• **Exercise**
Edit the records from the line with "Segment the <item>rear" through the end of the records so that "debris" becomes "litter". Write out those lines again, with everything else unchanged.
** Start Exercise material **
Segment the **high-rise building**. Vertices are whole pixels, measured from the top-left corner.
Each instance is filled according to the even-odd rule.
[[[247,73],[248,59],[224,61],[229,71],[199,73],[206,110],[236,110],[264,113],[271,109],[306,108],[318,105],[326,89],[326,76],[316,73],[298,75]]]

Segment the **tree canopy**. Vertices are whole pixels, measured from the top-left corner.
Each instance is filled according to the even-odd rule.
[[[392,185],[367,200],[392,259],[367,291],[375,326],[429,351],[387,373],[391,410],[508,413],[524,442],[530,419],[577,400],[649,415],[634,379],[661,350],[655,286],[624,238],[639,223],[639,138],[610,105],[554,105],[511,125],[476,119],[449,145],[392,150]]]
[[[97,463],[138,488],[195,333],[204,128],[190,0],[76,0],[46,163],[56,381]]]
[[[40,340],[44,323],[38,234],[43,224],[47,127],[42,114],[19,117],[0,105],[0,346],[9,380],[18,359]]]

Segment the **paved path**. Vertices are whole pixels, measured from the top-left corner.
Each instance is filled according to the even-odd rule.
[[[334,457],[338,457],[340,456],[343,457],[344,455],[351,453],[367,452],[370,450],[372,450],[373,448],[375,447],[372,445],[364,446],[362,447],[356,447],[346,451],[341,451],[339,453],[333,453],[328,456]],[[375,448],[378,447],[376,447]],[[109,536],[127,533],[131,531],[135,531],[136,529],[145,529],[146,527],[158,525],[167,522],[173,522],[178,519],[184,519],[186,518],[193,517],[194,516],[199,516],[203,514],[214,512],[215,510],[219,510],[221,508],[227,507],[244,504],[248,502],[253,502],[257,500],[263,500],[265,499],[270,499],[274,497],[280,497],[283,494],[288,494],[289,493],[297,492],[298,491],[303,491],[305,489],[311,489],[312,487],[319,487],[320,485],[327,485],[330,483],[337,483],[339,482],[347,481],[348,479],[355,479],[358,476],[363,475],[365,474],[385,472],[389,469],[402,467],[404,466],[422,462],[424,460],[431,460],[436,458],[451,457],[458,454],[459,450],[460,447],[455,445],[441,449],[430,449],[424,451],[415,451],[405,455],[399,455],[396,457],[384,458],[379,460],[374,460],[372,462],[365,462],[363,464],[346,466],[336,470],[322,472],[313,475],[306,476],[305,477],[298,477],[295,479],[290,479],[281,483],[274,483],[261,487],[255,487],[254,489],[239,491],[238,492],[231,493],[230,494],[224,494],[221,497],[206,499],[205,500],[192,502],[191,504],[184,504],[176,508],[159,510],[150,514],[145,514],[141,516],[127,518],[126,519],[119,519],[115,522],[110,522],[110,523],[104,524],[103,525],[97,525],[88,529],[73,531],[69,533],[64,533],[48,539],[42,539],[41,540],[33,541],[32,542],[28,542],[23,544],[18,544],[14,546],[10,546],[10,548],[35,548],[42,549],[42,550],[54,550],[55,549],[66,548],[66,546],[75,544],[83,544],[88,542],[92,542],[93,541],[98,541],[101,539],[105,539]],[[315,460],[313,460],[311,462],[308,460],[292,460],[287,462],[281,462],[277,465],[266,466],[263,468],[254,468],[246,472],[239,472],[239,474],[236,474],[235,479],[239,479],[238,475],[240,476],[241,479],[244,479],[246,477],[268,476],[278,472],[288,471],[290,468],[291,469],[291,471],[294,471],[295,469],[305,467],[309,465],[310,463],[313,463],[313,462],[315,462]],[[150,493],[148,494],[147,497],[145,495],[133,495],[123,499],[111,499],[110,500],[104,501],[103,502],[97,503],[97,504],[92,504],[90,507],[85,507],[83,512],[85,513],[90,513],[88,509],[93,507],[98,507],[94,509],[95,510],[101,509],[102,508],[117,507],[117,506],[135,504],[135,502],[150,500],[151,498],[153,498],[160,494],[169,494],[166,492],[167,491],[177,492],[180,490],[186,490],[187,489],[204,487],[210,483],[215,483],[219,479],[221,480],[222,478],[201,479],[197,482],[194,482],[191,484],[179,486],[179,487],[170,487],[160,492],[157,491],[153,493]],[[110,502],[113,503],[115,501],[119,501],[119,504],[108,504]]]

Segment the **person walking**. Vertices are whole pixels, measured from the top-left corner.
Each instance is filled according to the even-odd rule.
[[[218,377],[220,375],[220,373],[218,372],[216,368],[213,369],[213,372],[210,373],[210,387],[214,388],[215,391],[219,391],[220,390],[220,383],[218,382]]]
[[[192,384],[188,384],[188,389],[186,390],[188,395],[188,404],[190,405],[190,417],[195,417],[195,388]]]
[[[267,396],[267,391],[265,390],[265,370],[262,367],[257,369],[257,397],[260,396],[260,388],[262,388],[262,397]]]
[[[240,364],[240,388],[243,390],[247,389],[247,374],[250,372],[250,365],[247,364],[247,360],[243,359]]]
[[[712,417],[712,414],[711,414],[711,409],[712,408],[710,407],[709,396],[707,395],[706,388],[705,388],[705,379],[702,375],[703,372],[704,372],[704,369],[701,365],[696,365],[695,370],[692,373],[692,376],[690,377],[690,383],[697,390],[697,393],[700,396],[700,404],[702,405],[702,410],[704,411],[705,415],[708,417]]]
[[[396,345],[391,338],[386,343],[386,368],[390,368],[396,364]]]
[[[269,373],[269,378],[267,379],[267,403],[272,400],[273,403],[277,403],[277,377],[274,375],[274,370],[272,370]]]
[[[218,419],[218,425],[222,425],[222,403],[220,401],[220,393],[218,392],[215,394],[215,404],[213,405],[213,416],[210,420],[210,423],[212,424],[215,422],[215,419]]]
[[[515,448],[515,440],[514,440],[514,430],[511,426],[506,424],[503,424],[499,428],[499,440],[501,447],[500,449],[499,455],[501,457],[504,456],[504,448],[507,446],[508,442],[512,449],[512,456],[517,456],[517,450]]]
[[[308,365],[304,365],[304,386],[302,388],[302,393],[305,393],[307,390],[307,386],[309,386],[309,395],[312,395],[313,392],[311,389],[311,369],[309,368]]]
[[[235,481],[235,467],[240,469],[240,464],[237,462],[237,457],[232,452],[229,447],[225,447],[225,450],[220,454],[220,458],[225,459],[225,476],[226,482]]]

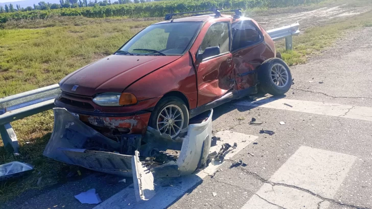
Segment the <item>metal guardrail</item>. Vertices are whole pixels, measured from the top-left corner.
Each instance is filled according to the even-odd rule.
[[[297,22],[267,33],[274,41],[285,38],[286,48],[292,50],[292,36],[299,34],[299,26]],[[59,85],[55,84],[0,98],[0,135],[7,150],[18,153],[17,137],[10,122],[53,108],[54,99],[60,93]]]
[[[267,32],[273,41],[286,39],[286,49],[292,50],[293,48],[292,37],[298,36],[299,34],[298,22],[289,25],[270,30]]]
[[[10,122],[52,109],[60,93],[59,85],[55,84],[0,98],[0,135],[7,150],[18,152],[17,136]]]

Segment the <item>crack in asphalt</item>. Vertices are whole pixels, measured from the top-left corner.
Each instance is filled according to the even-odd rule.
[[[347,113],[348,113],[348,112],[350,112],[350,111],[351,111],[351,110],[352,110],[352,109],[353,108],[355,108],[355,107],[354,107],[354,106],[352,106],[352,108],[347,108],[347,111],[346,111],[346,113],[345,113],[345,114],[343,114],[343,115],[339,115],[339,116],[338,117],[340,117],[340,116],[345,116],[345,115],[346,115],[346,114],[347,114]]]
[[[317,207],[317,209],[320,209],[320,204],[321,204],[321,203],[323,202],[324,202],[324,201],[326,201],[326,200],[322,200],[322,201],[318,202],[318,207]]]
[[[273,205],[275,205],[275,206],[278,206],[278,207],[280,207],[281,208],[282,208],[282,209],[287,209],[285,207],[282,207],[282,206],[281,206],[280,205],[277,205],[276,204],[273,203],[272,202],[269,201],[268,200],[267,200],[266,199],[263,198],[261,196],[258,195],[257,194],[254,194],[253,195],[257,195],[258,197],[259,197],[260,198],[262,199],[263,200],[265,200],[266,202],[267,202],[267,203],[268,203],[269,204],[272,204]]]
[[[300,190],[303,192],[306,192],[314,196],[315,196],[320,199],[321,199],[322,200],[323,200],[323,201],[327,200],[329,202],[331,202],[332,203],[335,203],[335,204],[339,205],[348,206],[348,207],[352,207],[353,208],[356,208],[356,209],[371,209],[370,207],[365,207],[365,206],[356,206],[356,205],[352,205],[352,204],[349,204],[344,203],[342,202],[340,202],[337,201],[336,200],[334,200],[332,199],[330,199],[330,198],[328,198],[327,197],[324,197],[323,196],[320,196],[317,194],[314,193],[314,192],[313,192],[309,190],[307,190],[306,189],[301,188],[300,187],[297,187],[295,186],[287,185],[286,184],[284,184],[284,183],[278,183],[278,182],[270,181],[267,180],[267,179],[264,178],[263,177],[261,177],[261,176],[260,176],[259,174],[258,174],[256,173],[252,172],[251,171],[250,171],[247,169],[245,169],[241,167],[238,167],[238,168],[240,169],[240,170],[241,170],[245,173],[248,173],[248,174],[254,176],[254,177],[255,177],[255,178],[260,180],[261,181],[262,181],[263,183],[267,183],[267,184],[269,184],[271,185],[271,186],[272,187],[277,185],[277,186],[282,186],[283,187],[295,189],[296,190]],[[319,203],[319,204],[320,204],[320,203]]]
[[[330,97],[335,98],[350,98],[350,99],[362,99],[362,98],[364,98],[364,99],[372,99],[372,97],[359,97],[359,96],[332,96],[331,95],[329,95],[329,94],[327,94],[326,93],[319,92],[318,91],[307,90],[302,89],[298,89],[297,88],[291,88],[291,89],[294,89],[294,90],[296,90],[305,91],[305,92],[306,92],[314,93],[316,93],[316,94],[323,94],[323,95],[326,95],[327,96],[329,96]]]

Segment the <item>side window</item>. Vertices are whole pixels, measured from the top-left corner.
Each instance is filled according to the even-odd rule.
[[[231,50],[253,45],[262,39],[261,33],[250,21],[242,21],[232,24],[232,48]]]
[[[219,46],[221,54],[229,51],[230,45],[227,22],[215,23],[210,27],[205,34],[200,47],[200,53],[203,53],[205,48]]]

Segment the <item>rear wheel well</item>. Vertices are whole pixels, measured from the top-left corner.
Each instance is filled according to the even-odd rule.
[[[164,94],[164,96],[163,96],[162,98],[165,98],[166,97],[169,97],[169,96],[176,96],[180,99],[182,99],[182,101],[184,102],[184,103],[186,104],[186,107],[187,107],[188,109],[190,109],[190,106],[189,103],[189,100],[188,99],[186,96],[184,95],[183,93],[180,92],[179,91],[170,91],[169,92]]]

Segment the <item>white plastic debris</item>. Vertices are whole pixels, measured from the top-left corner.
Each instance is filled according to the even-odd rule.
[[[102,201],[98,194],[96,194],[96,189],[91,189],[85,192],[82,192],[75,197],[80,203],[83,204],[98,204]]]
[[[18,161],[0,165],[0,180],[16,177],[33,170],[31,165]]]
** End Exercise material **
• **Solution for this exercise**
Segment the <item>rear wheel well</item>. Vertices are whole pixels, measured from the top-left corner.
Each instance is filled according to the even-odd rule.
[[[164,94],[164,96],[163,96],[162,98],[165,98],[166,97],[169,97],[169,96],[176,96],[180,99],[182,99],[182,101],[184,102],[184,103],[186,104],[186,107],[187,107],[188,109],[190,109],[190,106],[189,103],[189,100],[188,99],[186,96],[184,95],[183,93],[180,92],[179,91],[170,91],[169,92]]]

Segment the <item>white plastic litter</item>. Vertices are whole pixels, measured from the top-left corner.
Each instance is filled according to the even-odd rule.
[[[102,201],[98,194],[96,194],[96,189],[91,189],[85,192],[82,192],[75,197],[80,203],[83,204],[98,204]]]
[[[18,161],[0,165],[0,180],[16,177],[33,170],[31,165]]]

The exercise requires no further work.